• [Objectif de l'exercice]: Poursuivez le texte sur la rivière Ashtabula et les secteurs préoccupants des Grands Lacs, à partir de sa dernière phrase.

+++ Texte source

La rivière Ashtabula, en Ohio, qui se jette dans le lac Érié, a été retirée d’une liste binationale de « secteurs préoccupants » dans les Grands Lacs, ce qui signifie que la rivière a été assainie et qu’elle s’est remise de graves dommages environnementaux accumulés au cours des deux siècles précédents.
L’Environmental Protection Agency (EPA) des États-Unis a fait l’annonce de cette importante réalisation en août. Il y avait 43 secteurs préoccupants (SP), officiellement désignés en vertu de l’Accord relatif à la qualité de l’eau dans les Grands Lacs de 1987. Cinq de ces secteurs chevauchent la frontière canado‑américaine, tandis que 12 autres se trouvent uniquement au Canada et les 26 autres sont aux États-Unis. L’on a déterminé que chacun de ces points chauds toxiques affichait au moins une altération des utilisations bénéfiques, ou AUB, allant de la perte d’habitat à la prolifération d’algues indésirables et aux restrictions sur la consommation d’eau potable ou de poisson.
La CMI a eu un rôle à jouer dans l’établissement des secteurs préoccupants dans les Grands Lacs lorsqu’elle a recommandé aux gouvernements d’effectuer d’autres travaux pour composer avec la contamination toxique à des sites précis dans son troisième rapport biennal d’évaluation des progrès de 1986. Résumant le travail effectué par le Conseil de la qualité de l’eau des Grands Lacs au cours des années précédentes, la CMI a proposé des points de repère pour les administrations des Grands Lacs qui ont des problèmes chroniques de contamination, ainsi que pour l’élaboration de critères de nettoyage des sédiments contaminés dans les « sites préoccupants ». Ces recommandations ont constitué le fer de lance du programme des secteurs préoccupants.

++++++
+++ Données brutes

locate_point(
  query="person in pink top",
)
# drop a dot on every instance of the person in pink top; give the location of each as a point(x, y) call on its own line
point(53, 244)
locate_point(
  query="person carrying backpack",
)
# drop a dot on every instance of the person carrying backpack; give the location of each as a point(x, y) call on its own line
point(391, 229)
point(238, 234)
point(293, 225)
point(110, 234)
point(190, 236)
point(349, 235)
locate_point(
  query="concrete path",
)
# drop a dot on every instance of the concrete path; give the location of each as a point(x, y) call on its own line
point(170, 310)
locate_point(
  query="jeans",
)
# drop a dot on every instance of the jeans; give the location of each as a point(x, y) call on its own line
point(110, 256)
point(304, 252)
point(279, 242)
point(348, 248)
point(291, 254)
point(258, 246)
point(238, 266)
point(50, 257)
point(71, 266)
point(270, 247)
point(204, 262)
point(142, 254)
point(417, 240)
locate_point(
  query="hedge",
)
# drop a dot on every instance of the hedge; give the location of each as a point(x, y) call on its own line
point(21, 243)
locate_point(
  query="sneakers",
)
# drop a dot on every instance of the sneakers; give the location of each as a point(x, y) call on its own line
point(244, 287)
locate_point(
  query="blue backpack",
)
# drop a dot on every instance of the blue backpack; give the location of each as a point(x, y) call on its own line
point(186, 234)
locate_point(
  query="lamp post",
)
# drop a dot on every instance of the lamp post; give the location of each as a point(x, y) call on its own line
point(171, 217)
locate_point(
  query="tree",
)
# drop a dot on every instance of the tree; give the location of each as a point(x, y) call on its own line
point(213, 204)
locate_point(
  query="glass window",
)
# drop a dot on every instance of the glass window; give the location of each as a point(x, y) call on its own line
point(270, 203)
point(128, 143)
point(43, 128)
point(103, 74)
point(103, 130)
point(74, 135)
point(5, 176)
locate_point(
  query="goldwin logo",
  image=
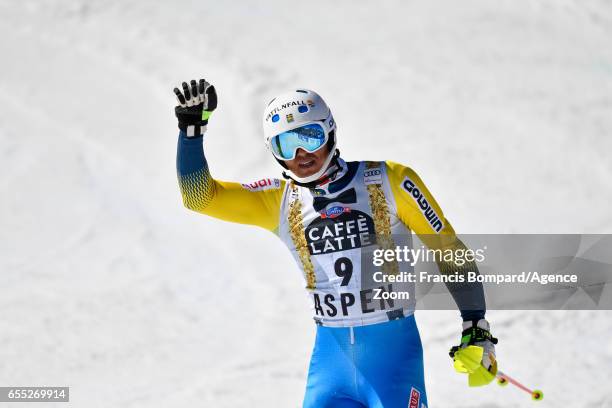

++++++

• [Réponse attendue]:
Le Conseil de la qualité de l’eau des Grands Lacs de la CMI a déterminé que la rivière Ashtabula était un secteur préoccupant. Lors de sa désignation officielle en 1987, le site affichait six des 14 altérations des utilisations bénéfiques qui devaient être résolues pour qu’il puisse être retiré de la liste.
Les problèmes de la rivière Ashtabula étaient attribuables à l’industrialisation, à la pollution chimique de l’eau et des sédiments et à la perte de l’habitat naturel des berges. Des restrictions avaient été imposées sur la consommation de poisson de la rivière en raison de la contamination par des produits chimiques, on déplorait la perte d’habitats de poissons et d’espèces sauvages en raison du développement industriel et de la contamination de la rivière par des produits chimiques, un déclin des populations de poissons et d’espèces sauvages coïncidant avec une dégradation de l’écosystème benthique (ou du fond de la rivière), et des restrictions sur le dragage des sédiments avaient été décrétées dans le secteur préoccupant en raison de la pollution et des nombreuses tumeurs cancéreuses trouvées dans les poissons du secteur.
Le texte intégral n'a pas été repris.